- Exercises to complete -
1. In the Java serialization article, what does a stream begin with?
2. List every ObjectOutputStream write method that the Java serialization article names for primitives.
3. Carry on the Java serialization article from its last sentence.

- Quoted passage -
## begin

Java serialization is a most misused feature of the language. If you have a choice of not using it, do not use it. Otherwise, soldier on.
This article examines Java serialization from the perspective of the serialized stream, and particularly how various serialization approaches affect the content of the serialization stream. I find it helpful for my serialization design.
Java Serialization Stream Format
Java serialization stream is structured as follows:
Stream Header
A stream starts with the header of two short integers:
See: ObjectStream.writeStreamHeader
Primitives
Primitives are stored in its byte[] representation without any meta-data. As a result, reading and writing primitives must match exactly.
See: ObjectOutputStream#writeLong, #writeShort, #writeByte
Strings
Strings are specially structured, between primitives and full-blown objects. It starts with a marker constant, but does not need type descriptors as objects.

## end

- Given material -
## begin

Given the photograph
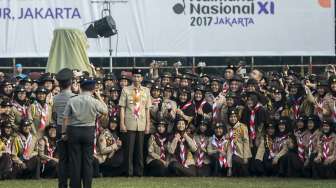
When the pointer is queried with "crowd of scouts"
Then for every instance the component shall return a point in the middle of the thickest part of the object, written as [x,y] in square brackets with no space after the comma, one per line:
[265,124]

## end

- Per-task outputs -
1. A header of two short integers.

2. writeLong, writeShort, writeByte

3.
See: ObjectOutputStream#writeString
Objects
There are several variations of the serialization format of objects. In the most common and simple case, a serializable object extends the Serializable marker interface. For example,
public class Foo implements Serializable {
private static final long serialVersionUID = 8999613412220288700L;
private long size ;
private String name;
public Foo(long sizer, String name) {
this.size = size;
this.name = name;
}
// keeps deserialization happy
public Foo() { }
}
The serialization stream of the above object consists of two main sections:
Class descriptor, including class full name, serialization UID, serializable fields
Serial data
* Serialization constants defined in ObjectStreamConstants
See: ObjectStream#writeOrdinaryObject, #writeNonProxy, #writeSerialData
We can see that Java serialization mixes the meta-data and data together. The original motivation of Java serialization is ambitious: to serialize and transfer any Java object across the wire, and the recipient honors any object being sent over. Moveover, by preserving the meta-data as part of the payload, it tries to offer acoss-version compatibility: you can serialize an old version of Java object, and deserialize it in a new version, and vice versa. Unfortunately, this leads to many thorny and fatal problems:
The stream is not compact, as it includes the schema part of the payload. If performance is important to you, Java serialization should be handcrafted, or even better, avoided.
The scheme is a security minefield if the stream cannot be trusted.
Custom writeObject and readObject
The serialization specification supports custom read and write. We can change the class Foo as follows:
transient private long size;
transient private String name;
private void writeObject(ObjectOutputStream out) throws IOException {
out.defaultWriteObject();
out.writeLong(size);
out.writeUTF(name);
}
private void readObject(java.io.ObjectInputStream in)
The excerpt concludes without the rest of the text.